*TASK A:* From the garage soundproofing post, list every lumber or board size it gives.
*TASK B:*
Using the garage soundproofing post, answer these:
(i) About how far inside the exterior walls and ceiling should the new room be built?
(ii) What type of door does the post recommend?
(iii) What should be done first with an unused garage door or window?
*TASK C:* From the garage soundproofing post, return the stretch from "Depending on how" through "mini-spit air conditioner.", copied word for word.

*DOCUMENT PASSAGE:*

"""

Postby greg on Fri Nov 04, 2016 11:44 am

Probably echoing some people here, sorry if so, but a < $2k simple option -

2x4 stud walls and 2x6 or 2x8 ceiling joist room built about 10" inside the exterior walls/ceiling. Nothing tied to the existing structure. Open face insulation on walls and ceiling of garage, and exterior of the new room (do not sheet with drywall). On the inside of the room, 2-4 sheets of drywall, caulk all seams and cracks of each layer with resilient "sound" caulk, so it stays flexible forever. Sheet over seams on the prior layers with each additional layer. Surface mount electrical boxes and lights (try to keep penetrations to a minimum). Use a wood, solid core door, with semi rigid weatherstripping for the door stops.
If you want to go an extra step, putting a layer of drywall between the garage studs/ceiling joists and caulk the fuck out of the seams before putting up insulation. Just make it air tight. Most garages have all sorts of air leaks
Loud bass will get through, but hopefully at an acceptable level.

Depending on how your garage is built, it might have a slight grade on the part of the floor you're building on. If you don't plan on building a new level floor, just make sure you build everything proper and level. This might mean a bit of a pain in the butt framing properly. Resist the instinct to do things quickly.

If you want to have heat or ac (good idea), I'd get the smallest mini-spit air conditioner.
If you want fresh air, you can put vents on either side of the room. Build plenum boxes out of 3/4" plywood, and duct insulation on the exterior side with a duct fan sucking air out into the rest of the garage (drawing air through the other plenum).

If there's an unused garage door or window where you're doing this, remove and wall the openings off first. Everything's reversible if you end up selling your house down the road.

"""

*ENTRIES PROVIDED:*

"""

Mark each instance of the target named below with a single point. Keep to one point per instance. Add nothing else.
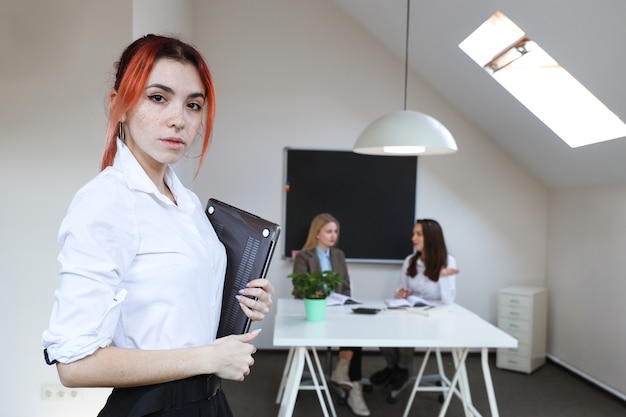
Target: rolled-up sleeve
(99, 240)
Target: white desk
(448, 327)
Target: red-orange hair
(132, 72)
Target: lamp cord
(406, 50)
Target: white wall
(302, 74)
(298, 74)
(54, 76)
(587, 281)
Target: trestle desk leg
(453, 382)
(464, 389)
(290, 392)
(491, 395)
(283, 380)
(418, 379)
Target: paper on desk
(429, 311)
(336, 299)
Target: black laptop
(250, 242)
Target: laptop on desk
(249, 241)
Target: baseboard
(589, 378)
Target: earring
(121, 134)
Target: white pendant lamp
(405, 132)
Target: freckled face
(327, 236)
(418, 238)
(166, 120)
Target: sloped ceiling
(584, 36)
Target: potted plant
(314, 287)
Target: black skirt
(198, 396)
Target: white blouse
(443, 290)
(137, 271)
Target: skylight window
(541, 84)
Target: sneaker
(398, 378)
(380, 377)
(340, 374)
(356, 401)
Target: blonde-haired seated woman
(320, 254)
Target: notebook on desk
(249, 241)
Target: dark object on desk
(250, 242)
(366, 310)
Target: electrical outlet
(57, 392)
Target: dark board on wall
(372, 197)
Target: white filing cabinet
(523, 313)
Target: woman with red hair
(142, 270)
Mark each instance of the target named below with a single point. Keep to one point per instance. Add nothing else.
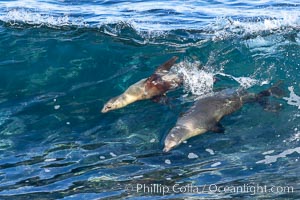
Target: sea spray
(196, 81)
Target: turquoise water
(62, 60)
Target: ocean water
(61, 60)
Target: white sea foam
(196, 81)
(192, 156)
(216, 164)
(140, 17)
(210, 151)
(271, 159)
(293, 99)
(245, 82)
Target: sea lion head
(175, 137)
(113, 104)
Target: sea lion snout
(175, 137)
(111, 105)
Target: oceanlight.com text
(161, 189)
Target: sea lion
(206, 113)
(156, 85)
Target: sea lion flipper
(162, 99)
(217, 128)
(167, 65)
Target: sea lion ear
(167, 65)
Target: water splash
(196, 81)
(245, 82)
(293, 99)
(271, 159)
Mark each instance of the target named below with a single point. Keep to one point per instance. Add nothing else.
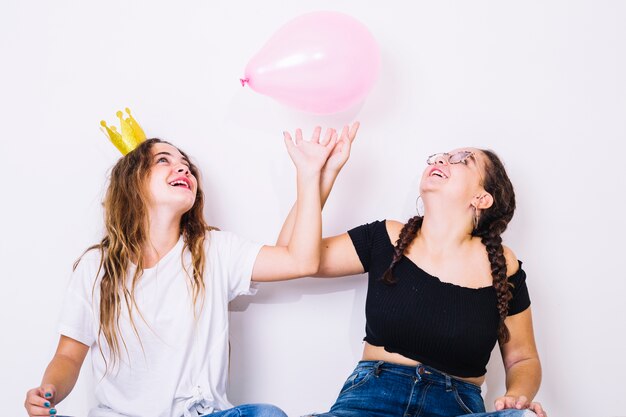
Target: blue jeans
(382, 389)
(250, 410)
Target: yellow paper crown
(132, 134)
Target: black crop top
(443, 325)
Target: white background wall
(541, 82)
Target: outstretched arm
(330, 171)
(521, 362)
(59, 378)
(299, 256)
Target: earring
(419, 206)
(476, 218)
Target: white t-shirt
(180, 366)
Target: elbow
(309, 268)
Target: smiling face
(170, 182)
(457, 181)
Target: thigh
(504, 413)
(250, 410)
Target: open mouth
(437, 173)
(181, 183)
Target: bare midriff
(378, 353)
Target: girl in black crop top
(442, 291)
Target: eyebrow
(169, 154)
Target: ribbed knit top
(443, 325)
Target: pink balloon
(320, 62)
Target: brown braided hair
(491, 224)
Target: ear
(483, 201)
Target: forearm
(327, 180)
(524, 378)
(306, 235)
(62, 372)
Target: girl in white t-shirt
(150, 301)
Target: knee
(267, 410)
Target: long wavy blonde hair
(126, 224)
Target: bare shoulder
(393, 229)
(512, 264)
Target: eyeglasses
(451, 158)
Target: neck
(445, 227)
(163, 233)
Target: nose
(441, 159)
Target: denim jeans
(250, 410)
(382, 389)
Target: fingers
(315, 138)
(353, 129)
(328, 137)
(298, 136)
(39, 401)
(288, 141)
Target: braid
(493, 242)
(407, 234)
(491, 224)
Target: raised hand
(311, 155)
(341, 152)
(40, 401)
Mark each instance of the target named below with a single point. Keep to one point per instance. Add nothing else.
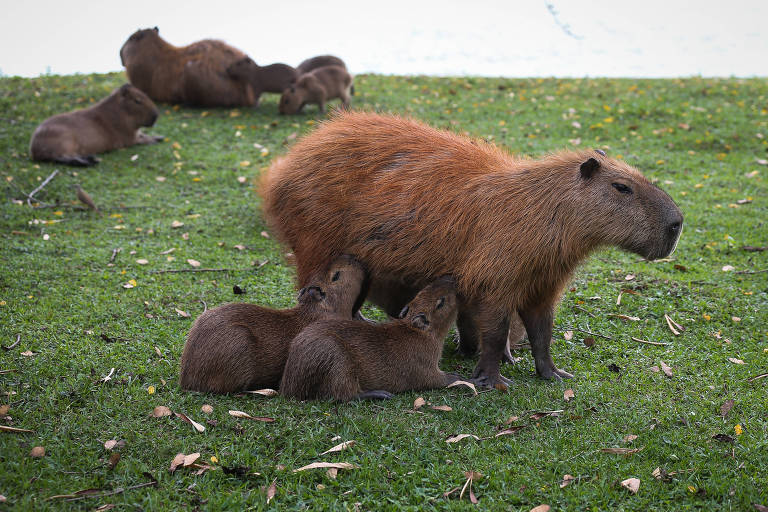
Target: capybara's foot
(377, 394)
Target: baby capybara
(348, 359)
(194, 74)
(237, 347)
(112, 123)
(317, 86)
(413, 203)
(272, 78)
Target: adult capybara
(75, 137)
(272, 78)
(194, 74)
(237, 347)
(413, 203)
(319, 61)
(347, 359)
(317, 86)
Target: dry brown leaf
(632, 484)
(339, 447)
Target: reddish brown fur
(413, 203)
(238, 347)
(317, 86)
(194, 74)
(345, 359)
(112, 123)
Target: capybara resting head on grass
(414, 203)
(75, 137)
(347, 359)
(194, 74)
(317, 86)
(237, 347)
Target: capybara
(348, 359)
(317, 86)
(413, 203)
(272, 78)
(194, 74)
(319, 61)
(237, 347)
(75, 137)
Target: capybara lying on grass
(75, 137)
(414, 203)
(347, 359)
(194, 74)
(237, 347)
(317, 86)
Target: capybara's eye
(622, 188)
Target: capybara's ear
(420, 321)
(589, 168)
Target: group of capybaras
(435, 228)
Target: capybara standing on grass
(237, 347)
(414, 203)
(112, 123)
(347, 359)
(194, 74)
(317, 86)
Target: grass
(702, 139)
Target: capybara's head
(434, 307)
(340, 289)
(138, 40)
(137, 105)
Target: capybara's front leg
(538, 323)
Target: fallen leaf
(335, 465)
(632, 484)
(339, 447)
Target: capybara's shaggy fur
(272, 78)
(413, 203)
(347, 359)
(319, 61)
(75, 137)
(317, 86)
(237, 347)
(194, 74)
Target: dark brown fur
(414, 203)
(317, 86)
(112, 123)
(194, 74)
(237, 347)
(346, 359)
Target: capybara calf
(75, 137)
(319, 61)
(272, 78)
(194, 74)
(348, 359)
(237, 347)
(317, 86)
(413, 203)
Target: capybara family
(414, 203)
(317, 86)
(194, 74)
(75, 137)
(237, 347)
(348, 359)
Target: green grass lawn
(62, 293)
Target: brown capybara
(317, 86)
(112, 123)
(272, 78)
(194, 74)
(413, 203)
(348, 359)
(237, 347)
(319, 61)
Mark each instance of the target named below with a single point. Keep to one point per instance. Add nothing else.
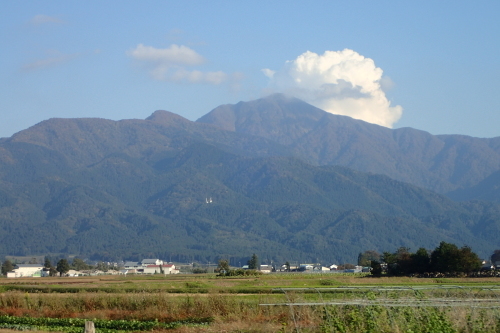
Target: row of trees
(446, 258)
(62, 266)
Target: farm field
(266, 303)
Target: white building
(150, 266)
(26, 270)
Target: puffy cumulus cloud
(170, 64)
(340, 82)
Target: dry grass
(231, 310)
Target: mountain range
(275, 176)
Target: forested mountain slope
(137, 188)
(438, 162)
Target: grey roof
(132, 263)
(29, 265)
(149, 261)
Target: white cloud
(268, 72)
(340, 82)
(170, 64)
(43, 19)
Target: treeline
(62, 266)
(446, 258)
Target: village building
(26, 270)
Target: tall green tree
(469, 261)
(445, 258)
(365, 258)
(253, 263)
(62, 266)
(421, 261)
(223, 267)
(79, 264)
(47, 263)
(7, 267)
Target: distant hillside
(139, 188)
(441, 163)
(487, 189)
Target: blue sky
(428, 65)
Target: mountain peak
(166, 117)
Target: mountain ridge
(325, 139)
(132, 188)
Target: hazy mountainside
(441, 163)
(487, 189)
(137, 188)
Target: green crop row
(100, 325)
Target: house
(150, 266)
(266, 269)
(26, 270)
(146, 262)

"""

*TASK ANSWER A:*
2x4 (stud walls)
2x6 (ceiling joists)
2x8 (ceiling joists)
3/4" plywood (plenum boxes)

*TASK ANSWER B:*
(i) About 10".
(ii) A wood, solid core door with semi-rigid weatherstripping for the door stops.
(iii) Remove it and wall the opening off.

*TASK ANSWER C:*
Depending on how your garage is built, it might have a slight grade on the part of the floor you're building on. If you don't plan on building a new level floor, just make sure you build everything proper and level. This might mean a bit of a pain in the butt framing properly. Resist the instinct to do things quickly.

If you want to have heat or ac (good idea), I'd get the smallest mini-spit air conditioner.